AMENDMENT No. 2 TO EMPLOYMENT AGREEMENT

EX-10.2.2 2 exhibit1022johnbergeramend.htm EXHIBIT 10.2.2 Exhibit 10.2.2 John Berger Amendment No 2 to Employment Agreement


AMENDMENT No. 2 TO EMPLOYMENT AGREEMENT
THIS AMENDMENT No. 2 TO EMPLOYMENT AGREEMENT (“Amendment No. 2”), is entered into as of March 1, 2015, by and between Third Point Reinsurance Ltd., a Bermuda company (the “Company”), and John Berger (the “Executive”).
WHEREAS, the Company and the Executive entered into a certain Employment Agreement dated as of December 22, 2011 and an Amendment No. 1 to Employment Agreement dated as of December 22, 2014 (together, the “Employment Agreement”); and
WHEREAS, in consideration of the mutual agreements set forth below and for other good and valuable consideration given by each party to this Amendment No. 2 to the other, the receipt and sufficiency of which are hereby acknowledged, the Company and Executive agree to amend the Employment Agreement on the terms set forth below.
NOW, THEREFORE, the parties hereto, intending to be legally bound, hereby agree as follows:
1.     Section 2 of the Employment Agreement shall be amended in its entirety to read as follows:
“2. Extent of Employment.

- DATASET CONTENT
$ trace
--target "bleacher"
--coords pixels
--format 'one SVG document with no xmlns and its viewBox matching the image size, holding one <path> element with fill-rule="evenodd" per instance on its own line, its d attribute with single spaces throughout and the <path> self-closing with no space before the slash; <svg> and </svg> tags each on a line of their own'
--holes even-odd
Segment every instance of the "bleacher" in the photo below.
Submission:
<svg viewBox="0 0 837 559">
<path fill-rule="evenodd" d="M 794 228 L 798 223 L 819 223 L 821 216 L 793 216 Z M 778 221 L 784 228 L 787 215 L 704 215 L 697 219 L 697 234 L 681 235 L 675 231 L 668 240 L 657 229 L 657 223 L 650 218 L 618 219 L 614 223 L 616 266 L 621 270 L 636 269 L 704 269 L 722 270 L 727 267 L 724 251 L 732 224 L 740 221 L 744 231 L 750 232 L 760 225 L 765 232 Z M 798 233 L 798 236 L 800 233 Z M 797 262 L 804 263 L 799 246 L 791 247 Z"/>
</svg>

- GOAL 1
Copy the passage of the employment agreement amendment between "WHEREAS, the Company" and "set forth below.", inclusive, substituting "adequate" for "valuable".
- GOAL 2
According to the employment agreement amendment, what is the date of the original Employment Agreement between the Company and the Executive?

- SOLUTION 1
WHEREAS, the Company and the Executive entered into a certain Employment Agreement dated as of December 22, 2011 and an Amendment No. 1 to Employment Agreement dated as of December 22, 2014 (together, the “Employment Agreement”); and
WHEREAS, in consideration of the mutual agreements set forth below and for other good and adequate consideration given by each party to this Amendment No. 2 to the other, the receipt and sufficiency of which are hereby acknowledged, the Company and Executive agree to amend the Employment Agreement on the terms set forth below.

- SOLUTION 2
December 22, 2011